DESCRIPTION OF THE TASK: Print, in exact form, the lines below from the one containing "Target: sky" through the one containing "Target: splintered wood piece", and omit all others.

DATA SHOWN:
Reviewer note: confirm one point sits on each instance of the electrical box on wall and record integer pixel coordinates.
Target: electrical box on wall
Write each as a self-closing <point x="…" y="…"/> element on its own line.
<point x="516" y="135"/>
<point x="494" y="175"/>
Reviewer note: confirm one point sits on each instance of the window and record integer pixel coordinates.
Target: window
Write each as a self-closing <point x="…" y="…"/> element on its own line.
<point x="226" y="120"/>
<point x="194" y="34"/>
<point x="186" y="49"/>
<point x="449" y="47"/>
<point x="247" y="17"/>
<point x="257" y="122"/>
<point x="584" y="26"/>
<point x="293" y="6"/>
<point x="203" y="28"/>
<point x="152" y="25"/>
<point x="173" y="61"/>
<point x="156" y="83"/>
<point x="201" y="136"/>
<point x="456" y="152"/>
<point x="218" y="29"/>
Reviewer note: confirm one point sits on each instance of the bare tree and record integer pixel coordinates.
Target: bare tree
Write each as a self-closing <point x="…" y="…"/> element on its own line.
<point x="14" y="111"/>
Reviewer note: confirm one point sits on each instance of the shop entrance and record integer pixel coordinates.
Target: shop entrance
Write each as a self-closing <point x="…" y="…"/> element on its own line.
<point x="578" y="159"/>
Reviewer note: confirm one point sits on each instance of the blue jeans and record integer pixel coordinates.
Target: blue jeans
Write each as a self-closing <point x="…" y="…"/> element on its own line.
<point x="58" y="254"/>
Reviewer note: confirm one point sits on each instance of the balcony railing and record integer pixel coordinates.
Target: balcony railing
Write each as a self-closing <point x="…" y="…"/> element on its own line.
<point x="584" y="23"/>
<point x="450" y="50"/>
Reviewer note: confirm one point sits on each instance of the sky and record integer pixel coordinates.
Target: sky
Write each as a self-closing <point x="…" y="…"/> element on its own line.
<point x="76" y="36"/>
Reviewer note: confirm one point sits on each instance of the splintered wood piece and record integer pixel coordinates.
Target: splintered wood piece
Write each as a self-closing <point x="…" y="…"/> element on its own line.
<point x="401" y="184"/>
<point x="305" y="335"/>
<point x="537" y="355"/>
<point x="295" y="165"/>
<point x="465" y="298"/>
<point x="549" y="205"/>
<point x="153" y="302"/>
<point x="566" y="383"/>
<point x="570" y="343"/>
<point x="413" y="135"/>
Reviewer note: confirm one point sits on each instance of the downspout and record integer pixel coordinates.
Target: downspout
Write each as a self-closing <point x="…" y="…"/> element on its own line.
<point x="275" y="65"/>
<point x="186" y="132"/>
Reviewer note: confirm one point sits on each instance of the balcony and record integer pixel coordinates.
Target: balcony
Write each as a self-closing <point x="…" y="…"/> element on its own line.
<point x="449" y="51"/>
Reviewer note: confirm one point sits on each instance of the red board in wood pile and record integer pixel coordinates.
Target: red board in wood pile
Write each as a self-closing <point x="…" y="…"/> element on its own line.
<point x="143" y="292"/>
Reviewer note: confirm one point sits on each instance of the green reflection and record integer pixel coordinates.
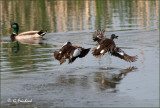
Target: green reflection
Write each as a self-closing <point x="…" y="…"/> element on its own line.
<point x="61" y="16"/>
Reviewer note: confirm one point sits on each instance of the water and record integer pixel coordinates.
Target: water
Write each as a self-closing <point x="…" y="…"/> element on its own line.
<point x="31" y="72"/>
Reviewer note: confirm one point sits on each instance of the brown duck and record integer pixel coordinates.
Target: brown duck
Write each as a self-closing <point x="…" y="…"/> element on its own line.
<point x="107" y="45"/>
<point x="71" y="52"/>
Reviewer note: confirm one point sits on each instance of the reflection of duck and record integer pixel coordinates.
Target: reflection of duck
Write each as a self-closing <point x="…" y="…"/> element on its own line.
<point x="106" y="45"/>
<point x="71" y="52"/>
<point x="111" y="80"/>
<point x="25" y="35"/>
<point x="15" y="47"/>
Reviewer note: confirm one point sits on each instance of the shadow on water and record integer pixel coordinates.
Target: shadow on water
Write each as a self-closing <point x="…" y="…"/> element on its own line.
<point x="108" y="79"/>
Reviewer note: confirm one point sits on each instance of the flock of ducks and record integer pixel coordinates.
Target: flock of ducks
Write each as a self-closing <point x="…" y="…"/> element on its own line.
<point x="71" y="51"/>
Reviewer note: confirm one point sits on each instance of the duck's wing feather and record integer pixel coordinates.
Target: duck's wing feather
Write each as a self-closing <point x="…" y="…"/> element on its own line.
<point x="105" y="45"/>
<point x="125" y="56"/>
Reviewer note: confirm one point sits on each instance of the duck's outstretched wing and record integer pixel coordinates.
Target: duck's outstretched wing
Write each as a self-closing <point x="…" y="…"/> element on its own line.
<point x="122" y="55"/>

PROBLEM SOLUTION:
Target: sky
Write each as a self-closing <point x="…" y="…"/> element on its own line.
<point x="76" y="36"/>
Reviewer note: confirm one point sits on each instance of the splintered wood piece and record integer pixel coordinates.
Target: splintered wood piece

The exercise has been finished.